:: Work task ::
Print the records exactly. Every mark must remain.

────────────────────

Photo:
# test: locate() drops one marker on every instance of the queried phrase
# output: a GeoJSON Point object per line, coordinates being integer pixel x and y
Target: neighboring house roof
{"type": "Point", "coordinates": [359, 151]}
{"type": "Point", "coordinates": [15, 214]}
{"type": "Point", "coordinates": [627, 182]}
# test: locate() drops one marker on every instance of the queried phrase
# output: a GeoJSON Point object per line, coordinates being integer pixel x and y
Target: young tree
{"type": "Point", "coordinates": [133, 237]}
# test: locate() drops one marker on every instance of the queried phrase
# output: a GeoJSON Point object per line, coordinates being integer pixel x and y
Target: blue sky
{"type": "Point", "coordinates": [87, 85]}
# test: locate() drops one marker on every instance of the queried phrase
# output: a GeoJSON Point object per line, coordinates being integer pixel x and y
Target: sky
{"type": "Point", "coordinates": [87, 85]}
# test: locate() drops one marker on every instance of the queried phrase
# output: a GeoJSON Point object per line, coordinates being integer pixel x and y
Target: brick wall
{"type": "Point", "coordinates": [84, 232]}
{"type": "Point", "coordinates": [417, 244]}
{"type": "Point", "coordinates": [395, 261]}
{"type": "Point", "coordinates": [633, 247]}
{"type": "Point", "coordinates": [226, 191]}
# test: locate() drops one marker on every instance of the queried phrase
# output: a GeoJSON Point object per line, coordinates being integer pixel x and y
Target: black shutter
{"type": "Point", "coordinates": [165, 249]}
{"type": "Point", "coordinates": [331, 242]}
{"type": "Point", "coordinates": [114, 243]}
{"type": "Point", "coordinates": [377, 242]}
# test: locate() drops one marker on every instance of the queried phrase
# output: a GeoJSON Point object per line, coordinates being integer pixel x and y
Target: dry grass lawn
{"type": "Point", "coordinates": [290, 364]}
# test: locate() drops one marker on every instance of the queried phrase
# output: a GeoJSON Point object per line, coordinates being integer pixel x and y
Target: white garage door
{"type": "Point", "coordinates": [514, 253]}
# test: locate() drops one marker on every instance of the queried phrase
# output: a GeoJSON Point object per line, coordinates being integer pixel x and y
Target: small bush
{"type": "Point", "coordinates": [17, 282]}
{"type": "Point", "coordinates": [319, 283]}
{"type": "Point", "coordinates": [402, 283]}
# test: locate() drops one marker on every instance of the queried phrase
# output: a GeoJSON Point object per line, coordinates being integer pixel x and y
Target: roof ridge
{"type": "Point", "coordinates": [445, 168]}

────────────────────

:: Expected output ::
Photo:
# test: locate() drops one marker on every instance of the queried phrase
# output: a GeoJSON Point object per line, coordinates being integer pixel x and y
Target: neighboring house roof
{"type": "Point", "coordinates": [359, 151]}
{"type": "Point", "coordinates": [15, 214]}
{"type": "Point", "coordinates": [627, 182]}
# test: locate() drops one marker on every instance of the queried phrase
# output: a GeoJSON Point object per line, coordinates being integer pixel x and y
Target: young tree
{"type": "Point", "coordinates": [133, 237]}
# test: locate() drops one marker on every instance of the queried phrase
# output: a GeoJSON Point object per line, coordinates being integer pixel x and y
Target: blue sky
{"type": "Point", "coordinates": [87, 85]}
# test: locate() drops one marker on every instance of the queried phrase
# output: a GeoJSON Point object per line, coordinates being integer pixel x and y
Target: sky
{"type": "Point", "coordinates": [87, 85]}
# test: locate() drops one marker on every instance of the queried phrase
# output: a GeoJSON Point object per line, coordinates being integer pixel x and y
Target: brick wall
{"type": "Point", "coordinates": [84, 232]}
{"type": "Point", "coordinates": [417, 244]}
{"type": "Point", "coordinates": [395, 261]}
{"type": "Point", "coordinates": [633, 247]}
{"type": "Point", "coordinates": [226, 191]}
# test: locate() drops one marker on every instance of the queried phrase
# output: a GeoJSON Point object per line, coordinates being integer pixel x and y
Target: black shutter
{"type": "Point", "coordinates": [165, 249]}
{"type": "Point", "coordinates": [331, 242]}
{"type": "Point", "coordinates": [114, 243]}
{"type": "Point", "coordinates": [377, 242]}
# test: locate() drops one marker on every instance of the queried phrase
# output: a GeoJSON Point object per line, coordinates being integer pixel x and y
Target: dry grass lawn
{"type": "Point", "coordinates": [290, 364]}
# test: locate() drops one marker on every instance of the queried phrase
# output: a GeoJSON Point object per line, coordinates being integer pixel x and y
Target: white garage door
{"type": "Point", "coordinates": [514, 253]}
# test: locate() drops one marker on every instance of the queried phrase
# output: a GeoJSON Point object per line, coordinates being integer pixel x and y
Target: small bush
{"type": "Point", "coordinates": [17, 282]}
{"type": "Point", "coordinates": [319, 283]}
{"type": "Point", "coordinates": [402, 283]}
# test: locate() drops one marker on every instance of the queried phrase
# output: a GeoJSON Point object per line, coordinates being integer pixel x and y
Target: roof ridge
{"type": "Point", "coordinates": [445, 168]}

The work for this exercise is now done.